───── THE RECORDS

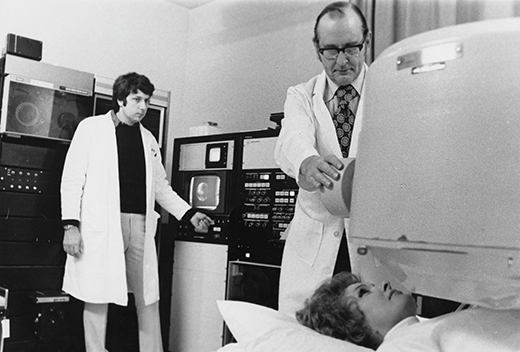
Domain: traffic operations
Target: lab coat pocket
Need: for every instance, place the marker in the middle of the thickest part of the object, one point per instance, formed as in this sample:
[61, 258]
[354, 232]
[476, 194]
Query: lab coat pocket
[309, 235]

──────────

### PROBLEM REQUIREMENTS
Reproduce every line of the records above, including the requests, but raise each point coordinate in the answers by 84 and leave the format samples unchanged. Omit the pictures from your reply.

### EXPECTED ANSWER
Domain: traffic operations
Target: lab coat pocket
Need: for every instance, place the marker in the middle of the thickest part of the object, one point per instance, formed as in this sample:
[61, 258]
[354, 232]
[476, 194]
Query: lab coat pocket
[393, 319]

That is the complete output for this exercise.